▸ **Directions**
Look through the records and copy every line in which "below" appears.

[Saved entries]
• • • • •
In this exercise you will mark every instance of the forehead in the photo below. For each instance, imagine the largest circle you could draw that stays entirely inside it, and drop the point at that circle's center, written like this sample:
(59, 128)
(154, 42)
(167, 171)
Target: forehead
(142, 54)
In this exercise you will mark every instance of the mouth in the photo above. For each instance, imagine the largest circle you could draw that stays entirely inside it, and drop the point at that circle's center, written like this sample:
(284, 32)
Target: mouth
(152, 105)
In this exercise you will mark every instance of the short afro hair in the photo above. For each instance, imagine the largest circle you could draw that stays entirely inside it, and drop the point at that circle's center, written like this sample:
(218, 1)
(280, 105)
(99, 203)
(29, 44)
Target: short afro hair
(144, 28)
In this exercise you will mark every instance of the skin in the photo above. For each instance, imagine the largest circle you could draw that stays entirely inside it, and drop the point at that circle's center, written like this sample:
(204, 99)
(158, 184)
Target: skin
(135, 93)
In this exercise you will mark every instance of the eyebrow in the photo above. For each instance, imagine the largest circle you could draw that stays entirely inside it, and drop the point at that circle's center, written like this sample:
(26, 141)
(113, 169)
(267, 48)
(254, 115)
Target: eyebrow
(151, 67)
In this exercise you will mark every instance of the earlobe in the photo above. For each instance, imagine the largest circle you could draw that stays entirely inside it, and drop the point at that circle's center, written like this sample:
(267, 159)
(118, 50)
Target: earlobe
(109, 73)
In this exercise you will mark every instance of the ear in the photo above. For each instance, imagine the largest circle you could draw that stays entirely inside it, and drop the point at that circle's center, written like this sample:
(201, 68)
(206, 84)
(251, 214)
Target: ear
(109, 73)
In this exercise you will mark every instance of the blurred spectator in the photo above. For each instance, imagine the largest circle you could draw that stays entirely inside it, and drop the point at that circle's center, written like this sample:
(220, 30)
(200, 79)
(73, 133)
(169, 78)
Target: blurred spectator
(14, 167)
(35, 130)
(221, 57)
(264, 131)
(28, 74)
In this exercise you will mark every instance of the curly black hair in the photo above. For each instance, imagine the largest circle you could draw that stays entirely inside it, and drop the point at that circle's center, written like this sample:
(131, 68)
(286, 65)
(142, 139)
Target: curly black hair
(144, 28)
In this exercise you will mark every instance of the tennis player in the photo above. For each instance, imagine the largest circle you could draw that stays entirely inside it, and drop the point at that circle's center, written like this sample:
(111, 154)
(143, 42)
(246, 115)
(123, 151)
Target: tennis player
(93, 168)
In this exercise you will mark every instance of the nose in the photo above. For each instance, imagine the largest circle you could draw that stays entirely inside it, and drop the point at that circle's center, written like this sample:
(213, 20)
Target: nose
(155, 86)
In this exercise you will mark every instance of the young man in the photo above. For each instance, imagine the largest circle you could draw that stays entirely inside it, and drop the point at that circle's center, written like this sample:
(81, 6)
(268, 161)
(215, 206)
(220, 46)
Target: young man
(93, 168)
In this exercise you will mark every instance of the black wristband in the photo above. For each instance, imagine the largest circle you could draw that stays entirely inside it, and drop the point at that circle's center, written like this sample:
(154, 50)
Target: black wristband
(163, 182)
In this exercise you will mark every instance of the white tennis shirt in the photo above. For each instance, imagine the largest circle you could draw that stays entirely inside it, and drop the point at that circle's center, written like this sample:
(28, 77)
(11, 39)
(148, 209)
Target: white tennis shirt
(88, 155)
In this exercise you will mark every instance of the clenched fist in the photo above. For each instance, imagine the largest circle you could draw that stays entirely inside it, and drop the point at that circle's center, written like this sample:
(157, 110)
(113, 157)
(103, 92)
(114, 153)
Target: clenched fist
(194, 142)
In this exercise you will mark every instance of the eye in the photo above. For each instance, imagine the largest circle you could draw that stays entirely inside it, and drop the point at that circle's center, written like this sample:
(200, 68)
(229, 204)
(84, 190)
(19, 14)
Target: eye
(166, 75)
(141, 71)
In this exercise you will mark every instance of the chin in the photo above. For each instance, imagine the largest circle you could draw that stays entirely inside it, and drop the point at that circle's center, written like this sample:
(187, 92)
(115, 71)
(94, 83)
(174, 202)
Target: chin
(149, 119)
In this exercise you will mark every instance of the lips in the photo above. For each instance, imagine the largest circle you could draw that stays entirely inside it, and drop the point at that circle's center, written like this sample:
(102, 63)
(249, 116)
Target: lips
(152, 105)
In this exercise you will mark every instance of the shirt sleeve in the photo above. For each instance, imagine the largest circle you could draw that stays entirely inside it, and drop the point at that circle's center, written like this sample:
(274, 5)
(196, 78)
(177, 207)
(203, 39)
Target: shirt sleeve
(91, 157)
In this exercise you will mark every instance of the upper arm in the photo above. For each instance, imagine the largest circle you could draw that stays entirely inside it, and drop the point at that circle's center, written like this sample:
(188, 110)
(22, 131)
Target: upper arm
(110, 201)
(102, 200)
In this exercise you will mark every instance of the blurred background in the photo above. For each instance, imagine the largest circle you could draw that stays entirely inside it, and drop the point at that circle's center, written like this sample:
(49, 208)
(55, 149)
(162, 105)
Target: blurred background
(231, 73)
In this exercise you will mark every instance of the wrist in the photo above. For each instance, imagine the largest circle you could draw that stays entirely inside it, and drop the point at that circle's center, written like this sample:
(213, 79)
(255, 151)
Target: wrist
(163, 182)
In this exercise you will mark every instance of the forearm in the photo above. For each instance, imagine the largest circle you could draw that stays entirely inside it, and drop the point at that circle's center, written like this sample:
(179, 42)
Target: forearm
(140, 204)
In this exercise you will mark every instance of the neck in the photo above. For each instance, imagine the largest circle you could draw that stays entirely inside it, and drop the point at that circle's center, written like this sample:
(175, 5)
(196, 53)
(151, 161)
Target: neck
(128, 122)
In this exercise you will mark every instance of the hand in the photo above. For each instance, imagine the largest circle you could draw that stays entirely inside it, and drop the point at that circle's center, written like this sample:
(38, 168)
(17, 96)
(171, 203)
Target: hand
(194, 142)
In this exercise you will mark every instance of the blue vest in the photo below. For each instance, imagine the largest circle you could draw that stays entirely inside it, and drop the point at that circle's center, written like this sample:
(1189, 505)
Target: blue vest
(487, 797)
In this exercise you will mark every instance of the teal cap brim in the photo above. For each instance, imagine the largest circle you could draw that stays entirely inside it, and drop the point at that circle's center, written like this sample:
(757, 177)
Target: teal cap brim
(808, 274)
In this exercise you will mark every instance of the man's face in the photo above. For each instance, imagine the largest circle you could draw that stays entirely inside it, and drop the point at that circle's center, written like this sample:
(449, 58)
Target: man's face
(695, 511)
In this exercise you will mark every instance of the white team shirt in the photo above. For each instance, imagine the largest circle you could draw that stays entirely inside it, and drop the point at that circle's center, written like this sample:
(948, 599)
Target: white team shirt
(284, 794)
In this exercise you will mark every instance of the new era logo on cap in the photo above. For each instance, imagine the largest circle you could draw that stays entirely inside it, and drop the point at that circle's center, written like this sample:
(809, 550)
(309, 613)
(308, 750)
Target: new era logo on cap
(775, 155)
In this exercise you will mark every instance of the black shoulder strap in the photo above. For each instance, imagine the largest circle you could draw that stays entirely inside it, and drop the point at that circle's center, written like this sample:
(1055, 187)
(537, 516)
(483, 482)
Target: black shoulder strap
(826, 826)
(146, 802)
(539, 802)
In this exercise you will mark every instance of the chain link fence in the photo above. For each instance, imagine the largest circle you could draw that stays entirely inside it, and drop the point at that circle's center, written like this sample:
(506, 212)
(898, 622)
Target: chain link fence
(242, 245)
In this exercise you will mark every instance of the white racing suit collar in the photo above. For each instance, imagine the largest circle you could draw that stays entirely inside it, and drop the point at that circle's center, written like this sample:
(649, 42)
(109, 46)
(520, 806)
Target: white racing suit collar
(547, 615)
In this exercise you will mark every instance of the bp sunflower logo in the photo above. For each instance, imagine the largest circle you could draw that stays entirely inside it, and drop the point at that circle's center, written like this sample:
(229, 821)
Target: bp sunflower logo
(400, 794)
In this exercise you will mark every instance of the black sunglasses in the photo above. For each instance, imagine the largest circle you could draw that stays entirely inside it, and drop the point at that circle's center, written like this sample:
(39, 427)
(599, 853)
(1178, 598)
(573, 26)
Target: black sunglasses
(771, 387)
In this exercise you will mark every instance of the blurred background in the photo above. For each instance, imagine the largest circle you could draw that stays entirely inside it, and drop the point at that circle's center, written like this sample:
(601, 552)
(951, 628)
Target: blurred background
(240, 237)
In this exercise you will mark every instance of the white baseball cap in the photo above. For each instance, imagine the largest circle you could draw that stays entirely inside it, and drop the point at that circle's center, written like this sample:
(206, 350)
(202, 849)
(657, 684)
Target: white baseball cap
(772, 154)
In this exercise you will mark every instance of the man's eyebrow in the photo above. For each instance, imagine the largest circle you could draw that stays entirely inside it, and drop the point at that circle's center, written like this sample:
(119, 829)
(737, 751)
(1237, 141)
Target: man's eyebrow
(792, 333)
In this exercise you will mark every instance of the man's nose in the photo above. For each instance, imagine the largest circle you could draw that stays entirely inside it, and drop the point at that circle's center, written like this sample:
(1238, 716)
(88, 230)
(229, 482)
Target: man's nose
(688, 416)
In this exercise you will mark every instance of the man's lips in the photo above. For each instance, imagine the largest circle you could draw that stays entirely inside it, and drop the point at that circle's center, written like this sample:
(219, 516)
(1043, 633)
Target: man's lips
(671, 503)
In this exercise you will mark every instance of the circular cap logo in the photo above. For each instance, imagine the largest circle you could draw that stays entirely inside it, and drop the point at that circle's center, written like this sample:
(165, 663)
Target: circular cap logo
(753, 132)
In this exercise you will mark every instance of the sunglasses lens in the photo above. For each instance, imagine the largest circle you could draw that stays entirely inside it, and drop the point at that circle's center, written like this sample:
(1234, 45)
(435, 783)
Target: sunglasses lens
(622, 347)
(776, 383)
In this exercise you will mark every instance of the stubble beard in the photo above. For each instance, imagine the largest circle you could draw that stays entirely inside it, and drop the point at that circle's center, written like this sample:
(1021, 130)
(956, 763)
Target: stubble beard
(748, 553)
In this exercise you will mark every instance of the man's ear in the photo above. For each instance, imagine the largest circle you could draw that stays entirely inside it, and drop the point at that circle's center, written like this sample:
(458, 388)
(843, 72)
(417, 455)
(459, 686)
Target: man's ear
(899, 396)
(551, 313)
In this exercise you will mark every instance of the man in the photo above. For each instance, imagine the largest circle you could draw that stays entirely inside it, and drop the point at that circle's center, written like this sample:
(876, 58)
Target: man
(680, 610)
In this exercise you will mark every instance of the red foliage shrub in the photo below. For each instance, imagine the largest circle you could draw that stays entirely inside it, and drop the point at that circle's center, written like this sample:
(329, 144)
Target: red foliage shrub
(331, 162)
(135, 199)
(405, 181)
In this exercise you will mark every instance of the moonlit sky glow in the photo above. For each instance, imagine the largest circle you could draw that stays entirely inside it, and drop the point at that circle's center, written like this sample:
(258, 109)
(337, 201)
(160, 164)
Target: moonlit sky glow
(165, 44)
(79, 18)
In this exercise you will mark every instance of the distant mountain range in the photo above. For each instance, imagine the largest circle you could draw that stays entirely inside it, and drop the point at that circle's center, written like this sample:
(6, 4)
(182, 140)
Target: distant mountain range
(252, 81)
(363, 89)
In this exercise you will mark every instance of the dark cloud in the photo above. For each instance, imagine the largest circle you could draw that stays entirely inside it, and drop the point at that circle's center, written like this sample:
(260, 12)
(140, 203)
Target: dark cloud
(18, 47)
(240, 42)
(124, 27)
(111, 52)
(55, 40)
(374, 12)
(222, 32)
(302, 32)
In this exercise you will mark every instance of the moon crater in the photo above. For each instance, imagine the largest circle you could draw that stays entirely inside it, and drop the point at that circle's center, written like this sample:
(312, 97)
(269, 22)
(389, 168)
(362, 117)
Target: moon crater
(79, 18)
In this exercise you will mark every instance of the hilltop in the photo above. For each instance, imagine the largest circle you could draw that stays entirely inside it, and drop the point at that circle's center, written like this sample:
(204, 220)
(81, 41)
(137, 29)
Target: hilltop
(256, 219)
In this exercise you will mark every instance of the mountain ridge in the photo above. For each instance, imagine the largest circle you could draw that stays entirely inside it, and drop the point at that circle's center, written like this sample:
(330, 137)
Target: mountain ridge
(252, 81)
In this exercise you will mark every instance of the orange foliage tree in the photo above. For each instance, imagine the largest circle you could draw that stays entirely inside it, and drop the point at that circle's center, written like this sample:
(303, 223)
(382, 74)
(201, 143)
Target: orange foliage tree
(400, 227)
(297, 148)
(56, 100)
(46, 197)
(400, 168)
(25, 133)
• • • • •
▸ **Answer to this task**
In this exercise you will mark every instance of the forehead in the photo below. For each instance, imagine the largest circle you could draw that stays entirely inside it, and drop the point at that circle's center, written like this sample:
In this exercise you will mark every instance of the blue vest in the photo below. For each instance, imagine the largest circle you could draw that stays entirely inside it, and drop the point at that circle's center, written like this sample:
In this exercise you will mark every instance of the red foliage shrub in the photo below. For each instance, imagine the largest circle you could draw that stays entirely inside it, and drop the point at that circle's center, written like this sample:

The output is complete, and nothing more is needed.